[Assignment] The answer should contain only the lines running from the line with "[point] at the packed" to the end of the material, reproduced verbatim.

[Record excerpts]
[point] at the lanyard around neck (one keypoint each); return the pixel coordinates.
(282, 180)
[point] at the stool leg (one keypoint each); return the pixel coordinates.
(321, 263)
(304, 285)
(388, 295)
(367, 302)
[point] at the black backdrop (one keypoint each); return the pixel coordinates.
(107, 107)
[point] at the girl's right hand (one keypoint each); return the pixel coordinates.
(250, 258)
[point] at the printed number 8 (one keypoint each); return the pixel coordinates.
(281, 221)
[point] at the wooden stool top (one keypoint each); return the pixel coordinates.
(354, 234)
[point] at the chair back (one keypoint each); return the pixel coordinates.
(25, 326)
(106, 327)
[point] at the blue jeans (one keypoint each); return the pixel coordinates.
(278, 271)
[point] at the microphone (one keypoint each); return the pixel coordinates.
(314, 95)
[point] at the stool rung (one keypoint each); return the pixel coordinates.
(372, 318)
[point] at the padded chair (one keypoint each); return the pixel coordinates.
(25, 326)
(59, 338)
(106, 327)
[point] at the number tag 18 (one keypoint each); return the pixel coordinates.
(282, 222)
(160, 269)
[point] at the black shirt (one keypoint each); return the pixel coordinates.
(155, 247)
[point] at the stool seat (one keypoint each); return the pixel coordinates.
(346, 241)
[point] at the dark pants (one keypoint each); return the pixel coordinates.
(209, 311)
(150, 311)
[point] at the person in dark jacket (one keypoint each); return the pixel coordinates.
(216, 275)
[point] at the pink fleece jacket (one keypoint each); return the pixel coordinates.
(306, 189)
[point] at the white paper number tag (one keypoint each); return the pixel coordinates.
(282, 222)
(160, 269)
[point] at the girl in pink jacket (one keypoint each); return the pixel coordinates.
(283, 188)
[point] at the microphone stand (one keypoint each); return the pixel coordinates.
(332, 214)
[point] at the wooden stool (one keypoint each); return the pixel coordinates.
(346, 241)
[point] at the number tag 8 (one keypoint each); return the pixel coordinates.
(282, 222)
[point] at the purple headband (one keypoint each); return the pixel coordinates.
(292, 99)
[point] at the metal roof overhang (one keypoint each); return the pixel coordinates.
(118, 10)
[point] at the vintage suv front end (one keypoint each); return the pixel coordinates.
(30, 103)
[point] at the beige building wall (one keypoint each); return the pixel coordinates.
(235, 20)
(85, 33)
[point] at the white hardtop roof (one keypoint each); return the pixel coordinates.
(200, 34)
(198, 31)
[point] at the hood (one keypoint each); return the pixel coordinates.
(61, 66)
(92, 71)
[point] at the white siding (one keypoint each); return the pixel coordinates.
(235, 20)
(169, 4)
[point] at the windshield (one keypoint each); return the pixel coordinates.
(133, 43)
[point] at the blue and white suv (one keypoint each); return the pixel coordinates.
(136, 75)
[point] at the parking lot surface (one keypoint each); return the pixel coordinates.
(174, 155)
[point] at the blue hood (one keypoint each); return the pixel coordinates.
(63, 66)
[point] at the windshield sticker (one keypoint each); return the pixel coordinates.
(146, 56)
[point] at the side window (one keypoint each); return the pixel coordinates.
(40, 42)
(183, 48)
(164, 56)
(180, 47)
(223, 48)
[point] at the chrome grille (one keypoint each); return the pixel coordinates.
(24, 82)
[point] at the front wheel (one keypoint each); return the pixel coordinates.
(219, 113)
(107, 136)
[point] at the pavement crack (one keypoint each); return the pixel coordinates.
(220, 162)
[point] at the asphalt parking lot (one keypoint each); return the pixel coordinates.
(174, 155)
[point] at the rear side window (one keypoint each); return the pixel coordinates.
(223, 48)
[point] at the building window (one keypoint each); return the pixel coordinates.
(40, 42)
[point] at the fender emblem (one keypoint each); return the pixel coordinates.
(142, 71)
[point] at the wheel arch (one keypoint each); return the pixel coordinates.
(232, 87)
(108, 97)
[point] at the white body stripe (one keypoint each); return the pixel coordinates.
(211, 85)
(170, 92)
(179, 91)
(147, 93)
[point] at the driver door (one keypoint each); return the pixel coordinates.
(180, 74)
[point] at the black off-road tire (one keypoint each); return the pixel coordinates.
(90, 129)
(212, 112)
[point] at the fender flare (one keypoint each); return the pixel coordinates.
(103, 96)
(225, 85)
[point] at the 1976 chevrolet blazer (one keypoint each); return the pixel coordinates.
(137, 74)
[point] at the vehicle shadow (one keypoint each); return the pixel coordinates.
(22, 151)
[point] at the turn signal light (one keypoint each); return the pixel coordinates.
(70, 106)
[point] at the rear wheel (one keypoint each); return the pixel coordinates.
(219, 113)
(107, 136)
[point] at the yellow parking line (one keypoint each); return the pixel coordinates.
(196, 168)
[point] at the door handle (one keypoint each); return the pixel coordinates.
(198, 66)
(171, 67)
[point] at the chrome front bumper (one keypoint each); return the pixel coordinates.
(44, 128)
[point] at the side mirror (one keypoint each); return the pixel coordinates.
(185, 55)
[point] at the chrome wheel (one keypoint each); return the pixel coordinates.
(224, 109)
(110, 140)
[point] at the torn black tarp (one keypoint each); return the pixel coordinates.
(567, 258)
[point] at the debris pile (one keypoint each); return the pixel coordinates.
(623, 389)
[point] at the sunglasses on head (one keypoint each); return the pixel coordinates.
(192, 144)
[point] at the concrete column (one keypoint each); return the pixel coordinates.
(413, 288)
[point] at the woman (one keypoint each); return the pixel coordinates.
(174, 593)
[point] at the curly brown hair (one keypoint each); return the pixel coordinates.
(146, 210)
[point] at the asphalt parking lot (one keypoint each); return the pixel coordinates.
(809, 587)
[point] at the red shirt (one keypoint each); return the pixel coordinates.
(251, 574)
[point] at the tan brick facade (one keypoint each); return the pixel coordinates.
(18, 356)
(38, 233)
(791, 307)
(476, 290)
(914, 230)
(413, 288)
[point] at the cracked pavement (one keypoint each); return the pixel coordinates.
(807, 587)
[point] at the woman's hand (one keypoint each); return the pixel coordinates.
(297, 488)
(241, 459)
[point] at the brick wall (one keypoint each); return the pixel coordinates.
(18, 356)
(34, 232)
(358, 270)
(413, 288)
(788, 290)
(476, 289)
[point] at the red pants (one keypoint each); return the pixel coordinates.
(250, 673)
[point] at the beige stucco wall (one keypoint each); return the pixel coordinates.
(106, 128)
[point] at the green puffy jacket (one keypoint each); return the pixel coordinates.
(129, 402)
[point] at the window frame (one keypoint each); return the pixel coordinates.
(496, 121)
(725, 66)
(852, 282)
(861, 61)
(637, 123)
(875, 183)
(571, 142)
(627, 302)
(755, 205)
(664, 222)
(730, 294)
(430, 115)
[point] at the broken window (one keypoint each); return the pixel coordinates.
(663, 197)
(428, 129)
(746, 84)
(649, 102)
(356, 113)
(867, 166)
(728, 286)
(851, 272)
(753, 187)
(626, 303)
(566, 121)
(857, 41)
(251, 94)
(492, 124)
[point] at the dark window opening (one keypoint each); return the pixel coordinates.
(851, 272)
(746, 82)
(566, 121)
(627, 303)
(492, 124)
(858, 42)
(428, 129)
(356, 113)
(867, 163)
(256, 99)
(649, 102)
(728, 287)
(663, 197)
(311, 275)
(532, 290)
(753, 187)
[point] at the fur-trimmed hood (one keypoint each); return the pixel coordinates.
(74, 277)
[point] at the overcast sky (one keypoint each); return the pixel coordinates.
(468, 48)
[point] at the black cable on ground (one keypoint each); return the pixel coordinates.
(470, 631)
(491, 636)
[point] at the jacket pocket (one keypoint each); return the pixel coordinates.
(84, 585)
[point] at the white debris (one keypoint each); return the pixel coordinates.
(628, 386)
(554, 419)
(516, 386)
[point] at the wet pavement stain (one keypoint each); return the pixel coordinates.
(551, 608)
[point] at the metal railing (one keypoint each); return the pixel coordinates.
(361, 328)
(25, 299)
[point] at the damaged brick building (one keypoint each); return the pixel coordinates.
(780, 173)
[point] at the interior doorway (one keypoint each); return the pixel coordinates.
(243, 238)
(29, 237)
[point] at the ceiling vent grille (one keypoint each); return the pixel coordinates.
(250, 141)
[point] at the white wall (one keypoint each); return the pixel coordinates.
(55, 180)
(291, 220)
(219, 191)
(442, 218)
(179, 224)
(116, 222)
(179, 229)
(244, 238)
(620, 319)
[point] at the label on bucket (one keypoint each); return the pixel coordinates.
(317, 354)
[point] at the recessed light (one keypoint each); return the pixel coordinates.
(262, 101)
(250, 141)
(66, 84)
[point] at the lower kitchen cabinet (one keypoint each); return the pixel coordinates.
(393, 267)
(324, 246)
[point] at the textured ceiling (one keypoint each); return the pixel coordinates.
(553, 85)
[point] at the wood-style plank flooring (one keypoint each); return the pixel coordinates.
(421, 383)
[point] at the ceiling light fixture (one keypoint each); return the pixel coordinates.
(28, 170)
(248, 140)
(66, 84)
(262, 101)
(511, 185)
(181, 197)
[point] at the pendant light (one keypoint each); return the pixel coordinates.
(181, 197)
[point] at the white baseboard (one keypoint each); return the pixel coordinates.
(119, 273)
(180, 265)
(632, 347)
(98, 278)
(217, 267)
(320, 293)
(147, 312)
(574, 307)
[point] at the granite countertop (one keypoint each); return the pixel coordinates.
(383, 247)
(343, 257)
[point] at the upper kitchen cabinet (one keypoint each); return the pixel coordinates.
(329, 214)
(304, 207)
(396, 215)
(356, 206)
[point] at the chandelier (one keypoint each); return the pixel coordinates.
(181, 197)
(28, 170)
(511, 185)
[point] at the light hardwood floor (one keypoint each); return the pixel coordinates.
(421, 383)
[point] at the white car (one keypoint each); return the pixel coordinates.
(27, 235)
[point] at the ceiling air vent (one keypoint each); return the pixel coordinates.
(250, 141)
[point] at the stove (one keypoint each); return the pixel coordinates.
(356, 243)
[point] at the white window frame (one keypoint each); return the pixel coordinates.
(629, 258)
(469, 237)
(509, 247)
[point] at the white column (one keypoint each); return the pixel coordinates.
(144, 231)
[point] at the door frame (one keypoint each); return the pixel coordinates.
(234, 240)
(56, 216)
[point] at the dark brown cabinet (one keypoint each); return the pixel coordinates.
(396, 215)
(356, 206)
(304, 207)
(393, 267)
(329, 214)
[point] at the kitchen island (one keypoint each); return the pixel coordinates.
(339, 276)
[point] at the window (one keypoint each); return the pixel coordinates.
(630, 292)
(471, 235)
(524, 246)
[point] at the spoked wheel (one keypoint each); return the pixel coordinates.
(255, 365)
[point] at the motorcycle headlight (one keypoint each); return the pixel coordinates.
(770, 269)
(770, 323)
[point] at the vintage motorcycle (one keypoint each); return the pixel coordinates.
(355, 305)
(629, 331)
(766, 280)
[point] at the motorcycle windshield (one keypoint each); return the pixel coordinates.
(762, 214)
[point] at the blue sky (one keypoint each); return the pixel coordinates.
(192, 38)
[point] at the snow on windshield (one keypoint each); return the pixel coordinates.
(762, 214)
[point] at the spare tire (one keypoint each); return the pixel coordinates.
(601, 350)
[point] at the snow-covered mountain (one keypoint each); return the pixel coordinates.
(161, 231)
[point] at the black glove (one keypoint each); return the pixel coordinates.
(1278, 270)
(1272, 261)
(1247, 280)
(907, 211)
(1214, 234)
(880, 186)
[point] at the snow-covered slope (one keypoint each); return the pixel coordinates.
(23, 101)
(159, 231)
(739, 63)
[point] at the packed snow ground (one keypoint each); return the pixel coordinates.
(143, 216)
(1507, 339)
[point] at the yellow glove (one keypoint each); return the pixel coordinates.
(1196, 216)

[Result of the exercise]
[point] at the packed snow ground (one keypoint each); return the pixel coordinates.
(143, 216)
(1507, 339)
[point] at the yellow glove (one keypoint each); return the pixel coordinates.
(1196, 216)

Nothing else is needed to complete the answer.